=== Section Start ===

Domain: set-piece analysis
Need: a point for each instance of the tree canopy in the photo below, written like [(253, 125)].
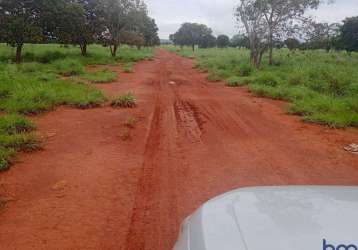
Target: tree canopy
[(77, 22), (223, 41), (192, 34), (349, 34)]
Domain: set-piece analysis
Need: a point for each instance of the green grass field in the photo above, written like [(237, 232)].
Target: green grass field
[(50, 75), (321, 87)]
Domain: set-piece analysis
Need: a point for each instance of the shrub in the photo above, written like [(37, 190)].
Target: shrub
[(100, 76), (267, 79), (233, 81), (68, 67), (213, 77), (124, 101), (13, 124), (6, 155), (128, 68), (245, 69)]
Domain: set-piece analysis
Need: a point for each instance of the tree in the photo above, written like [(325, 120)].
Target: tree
[(207, 41), (20, 23), (322, 35), (240, 41), (251, 16), (191, 34), (132, 38), (292, 43), (116, 17), (79, 23), (282, 16), (266, 20), (223, 41), (349, 34)]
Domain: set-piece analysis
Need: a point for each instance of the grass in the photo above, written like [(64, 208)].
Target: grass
[(321, 87), (130, 122), (128, 68), (124, 101), (50, 75), (15, 135)]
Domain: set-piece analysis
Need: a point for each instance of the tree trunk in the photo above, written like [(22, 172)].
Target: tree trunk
[(113, 49), (83, 49), (18, 53), (270, 49)]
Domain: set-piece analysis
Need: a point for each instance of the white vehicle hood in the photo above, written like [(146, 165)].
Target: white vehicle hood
[(275, 218)]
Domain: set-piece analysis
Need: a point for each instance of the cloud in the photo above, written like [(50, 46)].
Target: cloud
[(219, 14)]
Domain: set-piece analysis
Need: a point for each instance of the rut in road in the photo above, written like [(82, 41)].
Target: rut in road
[(193, 141)]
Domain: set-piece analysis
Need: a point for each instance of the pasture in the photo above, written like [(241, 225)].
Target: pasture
[(321, 87), (50, 75)]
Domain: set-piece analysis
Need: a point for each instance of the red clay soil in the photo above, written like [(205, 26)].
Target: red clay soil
[(100, 185)]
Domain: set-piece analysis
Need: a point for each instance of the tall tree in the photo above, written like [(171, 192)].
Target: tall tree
[(79, 23), (349, 34), (267, 20), (191, 34), (292, 43), (240, 41), (207, 41), (223, 41), (250, 14), (117, 15), (20, 23), (282, 17), (322, 35)]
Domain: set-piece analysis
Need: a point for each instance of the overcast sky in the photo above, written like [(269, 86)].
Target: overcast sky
[(218, 15)]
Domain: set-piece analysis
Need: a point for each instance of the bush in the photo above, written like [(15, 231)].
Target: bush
[(267, 79), (68, 67), (13, 124), (245, 69), (124, 101), (100, 76), (233, 81)]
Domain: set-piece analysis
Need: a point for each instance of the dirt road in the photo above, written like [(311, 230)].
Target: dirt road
[(100, 185)]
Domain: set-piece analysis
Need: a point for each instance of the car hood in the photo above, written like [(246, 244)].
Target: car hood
[(276, 218)]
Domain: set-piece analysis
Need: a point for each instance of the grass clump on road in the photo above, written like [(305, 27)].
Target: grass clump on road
[(124, 101), (15, 135), (322, 87), (99, 76)]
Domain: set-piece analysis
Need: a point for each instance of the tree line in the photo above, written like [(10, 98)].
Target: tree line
[(77, 22), (269, 24)]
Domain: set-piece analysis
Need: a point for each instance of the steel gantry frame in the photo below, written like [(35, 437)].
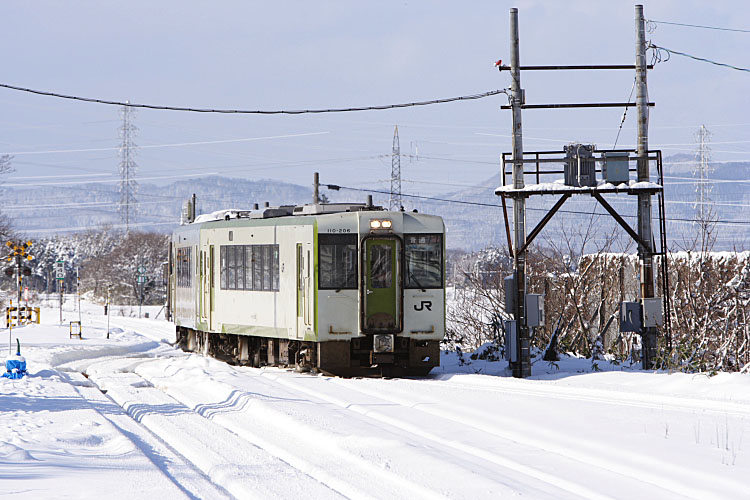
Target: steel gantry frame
[(643, 235)]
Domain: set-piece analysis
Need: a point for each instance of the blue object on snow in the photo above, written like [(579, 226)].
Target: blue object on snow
[(15, 366)]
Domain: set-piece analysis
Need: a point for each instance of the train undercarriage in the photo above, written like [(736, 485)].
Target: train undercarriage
[(347, 358)]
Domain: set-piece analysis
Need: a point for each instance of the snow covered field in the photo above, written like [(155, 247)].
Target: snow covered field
[(133, 417)]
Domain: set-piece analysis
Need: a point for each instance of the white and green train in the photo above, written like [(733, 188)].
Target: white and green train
[(346, 289)]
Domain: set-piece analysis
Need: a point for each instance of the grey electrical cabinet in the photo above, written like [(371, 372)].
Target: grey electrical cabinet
[(510, 293), (534, 309), (511, 341), (616, 167), (652, 312), (580, 166), (630, 317)]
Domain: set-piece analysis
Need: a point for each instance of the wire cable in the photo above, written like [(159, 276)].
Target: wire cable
[(480, 204), (252, 111), (698, 26), (657, 48), (624, 115)]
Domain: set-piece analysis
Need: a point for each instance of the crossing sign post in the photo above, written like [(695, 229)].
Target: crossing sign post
[(141, 278), (60, 270)]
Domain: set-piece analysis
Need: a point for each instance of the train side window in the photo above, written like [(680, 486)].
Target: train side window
[(257, 268), (249, 267), (337, 261), (231, 268), (275, 270), (424, 260), (381, 265), (239, 263), (184, 271), (267, 267)]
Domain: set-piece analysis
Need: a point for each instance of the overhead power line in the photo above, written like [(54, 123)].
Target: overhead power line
[(252, 111), (701, 59), (698, 26), (480, 204)]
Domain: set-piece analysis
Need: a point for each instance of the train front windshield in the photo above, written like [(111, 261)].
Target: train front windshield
[(424, 260)]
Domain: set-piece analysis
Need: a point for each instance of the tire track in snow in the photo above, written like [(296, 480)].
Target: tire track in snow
[(657, 402), (240, 467), (556, 442), (557, 482), (310, 450), (180, 471)]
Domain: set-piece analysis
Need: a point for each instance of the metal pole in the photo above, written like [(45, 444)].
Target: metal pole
[(10, 329), (522, 367), (108, 313), (78, 289), (316, 188), (18, 270), (645, 252), (60, 287)]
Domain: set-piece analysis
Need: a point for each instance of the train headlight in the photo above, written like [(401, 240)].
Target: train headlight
[(382, 343), (381, 224)]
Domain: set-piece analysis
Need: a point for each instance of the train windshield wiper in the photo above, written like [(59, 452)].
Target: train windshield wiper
[(411, 275)]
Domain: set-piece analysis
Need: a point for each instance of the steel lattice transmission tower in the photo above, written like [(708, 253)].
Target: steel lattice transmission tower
[(703, 171), (128, 168), (395, 201)]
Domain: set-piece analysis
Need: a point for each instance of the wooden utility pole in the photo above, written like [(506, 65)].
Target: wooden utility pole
[(522, 366), (645, 249), (316, 188)]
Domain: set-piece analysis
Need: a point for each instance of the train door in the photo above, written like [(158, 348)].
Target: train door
[(304, 290), (203, 279), (211, 298), (382, 285)]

=== Section End ===

**EXERCISE REQUIREMENTS**:
Return the data exactly. Pictures stay out.

**ANSWER AREA**:
Domain: set-piece analysis
Need: a point for each instance of the tree canopy in the photo below, written like [(253, 125)].
Target: tree canopy
[(77, 22), (223, 41), (192, 34), (349, 34)]
Domain: set-piece analysis
Need: a point for each instance of the green grass field in the photo above, written like [(237, 232)].
Target: green grass field
[(50, 75), (321, 87)]
Domain: set-piece analysis
Need: a point for each instance of the shrub in the photo above, written like [(37, 190)].
Target: shrub
[(100, 76), (267, 79), (233, 81), (68, 67), (213, 77), (124, 101), (13, 124), (6, 155), (128, 68), (245, 69)]
Domain: set-piece analysis
Need: a point for each instance of the tree in the photo above, written like [(325, 120)].
Target: tree
[(207, 41), (20, 23), (322, 35), (240, 41), (251, 16), (191, 34), (132, 38), (292, 43), (116, 17), (79, 23), (282, 16), (266, 20), (223, 41), (349, 34)]
Domain: set-piece analysis
Need: a point for each instance of the grass in the photo above, written like [(64, 208)].
Target: grass
[(321, 87), (130, 122), (128, 68), (124, 101), (50, 75), (15, 135)]
Domain: set-piece analysis
Need: a point for each instance of the tree trunk in the photo above, written like [(22, 172)].
Target: tree trunk
[(113, 49), (83, 49), (18, 53), (270, 49)]
Domain: set-piece analysis
Need: a point for each instance of the white vehicle hood in the photo above, written like [(146, 165)].
Target: white vehicle hood
[(275, 218)]
Domain: set-piece analysis
Need: a point for each instance of the cloud in the photo above, written like [(50, 46)].
Target: cloud
[(219, 14)]
Domain: set-piece analysis
Need: a point for each instance of the rut in road in the photo above, written like [(82, 41)].
Target: rut in road
[(193, 141)]
Domain: set-piece analysis
Need: a point for each instance of the pasture in the photo above, written like [(241, 225)].
Target: pasture
[(321, 87), (50, 75)]
Domain: set-piece analysis
Need: a point for each instance of the red clay soil in the photo above, written like [(205, 26)].
Target: red clay soil
[(100, 185)]
Domain: set-piece analysis
Need: a point for each instance of the tall tree in the photo above, written like [(171, 192)].
Target: tall tree
[(79, 23), (349, 34), (267, 20), (191, 34), (292, 43), (240, 41), (207, 41), (223, 41), (250, 14), (117, 15), (20, 23), (282, 17), (322, 35)]
Domain: set-piece analysis
Need: a point for each instance of the overcast sky in the photo above, written like [(269, 86)].
Target: overcast sky
[(218, 15)]
Domain: set-piece analysis
Need: a point for each instance of the bush in the photo above, written like [(15, 231)].
Target: bush
[(267, 79), (68, 67), (13, 124), (245, 69), (124, 101), (100, 76), (233, 81)]
Domain: set-piece analysis
Need: a point for each instance of the dirt road in the photo above, written like [(311, 230)].
Target: dirt road
[(100, 185)]
Domain: set-piece analysis
Need: a point for each instance of the car hood in the photo above, written like [(246, 244)].
Target: car hood
[(276, 218)]
Domain: set-piece analysis
Need: a point for each instance of the grass clump on road in the photo above, written like [(305, 27)].
Target: grass clump on road
[(124, 101), (15, 135), (322, 87), (99, 76)]
Domain: set-piece analysis
Need: a point for each instance of the tree line in the photo above, written like [(10, 98)].
Target: tree line
[(77, 22), (269, 24)]
Domain: set-piece analysis
Need: a point for each instance of the steel gantry frame in the photo below, written like [(35, 437)].
Target: steel gantry frame
[(643, 235)]
Domain: set-piece analysis
Need: a point for each instance of the blue object on snow in the photo above, written like [(579, 226)].
Target: blue object on snow
[(15, 366)]
Domain: set-piece analysis
Need: a point for each instance of the train undercarriage in the photo above, written like [(736, 485)].
Target: train undercarriage
[(347, 358)]
Domain: set-piece analysis
Need: a point for each instance of the snow covered field in the photo above, written like [(155, 247)].
Target: snow covered field
[(133, 417)]
Domain: set-piece analysis
Need: a point for each instance of the white and green train in the photo above, written like [(733, 188)].
Target: white and green train
[(346, 289)]
Domain: set-piece analysis
Need: a point for each instance of the grey electrical cabinet in the photo above, written like [(371, 372)].
Target: grey electrical cabinet
[(510, 293), (534, 309), (511, 341), (616, 167), (652, 312), (580, 166), (630, 317)]
Domain: set-piece analysis
Need: a point for each instance of the wire cable in the photo above, written like [(159, 276)].
Target: wire cable
[(480, 204), (252, 111), (698, 26), (657, 48), (624, 115)]
Domain: set-piece analysis
Need: a point for each instance of the crossing sign post in the photo above, written like [(695, 229)].
Target: crossing sign post
[(141, 278), (60, 270)]
Domain: set-piece analysis
Need: a point for each instance of the train side window in the photo above, written like [(680, 486)].
Target: train side window
[(257, 268), (249, 267), (337, 261), (231, 268), (275, 270), (424, 260), (381, 265), (239, 263), (184, 271), (267, 267)]
Domain: set-piece analysis
Need: a point for each instance of the overhead power line in the photo above, written like [(54, 123)].
Target: overhead power line
[(252, 111), (701, 59), (698, 26), (480, 204)]
Domain: set-piece analysis
Need: a point for each instance of the train front windshield in the photo above, written like [(111, 261)].
Target: train front windshield
[(424, 260)]
Domain: set-piece analysis
Need: a point for each instance of the tire track in snow in the photo above, written like [(296, 480)].
Target: tire track in snow
[(657, 402), (240, 467), (556, 442), (557, 482), (310, 450), (180, 471)]
Domain: set-piece analysis
Need: a point for each instance of the metal pole in the photo above, written like [(45, 444)].
Target: metal pole
[(10, 329), (522, 367), (108, 313), (78, 289), (316, 188), (18, 270), (645, 252), (60, 287)]
Domain: set-piece analysis
Need: a point for each instance of the train headlight in the photo above, written like [(401, 240)].
Target: train headlight
[(382, 343), (381, 224)]
Domain: set-piece analysis
Need: a point for each instance of the train windshield wiper in the photo above, written like [(59, 452)].
Target: train windshield wiper
[(411, 275)]
Domain: set-piece analysis
Need: a point for each instance of the steel lattice transmission tower in the photo above, written like [(708, 253)].
Target: steel lattice transmission tower
[(703, 171), (128, 168), (395, 201)]
Domain: set-piece analysis
Need: a point for each instance of the wooden utility pole in the photo above, written like [(506, 65)].
Target: wooden utility pole
[(522, 366), (645, 249), (316, 188)]
Domain: set-piece analysis
Need: a point for each instance of the train door in the photo above, written like [(158, 348)].
Target: train door
[(304, 290), (203, 279), (211, 298), (382, 285)]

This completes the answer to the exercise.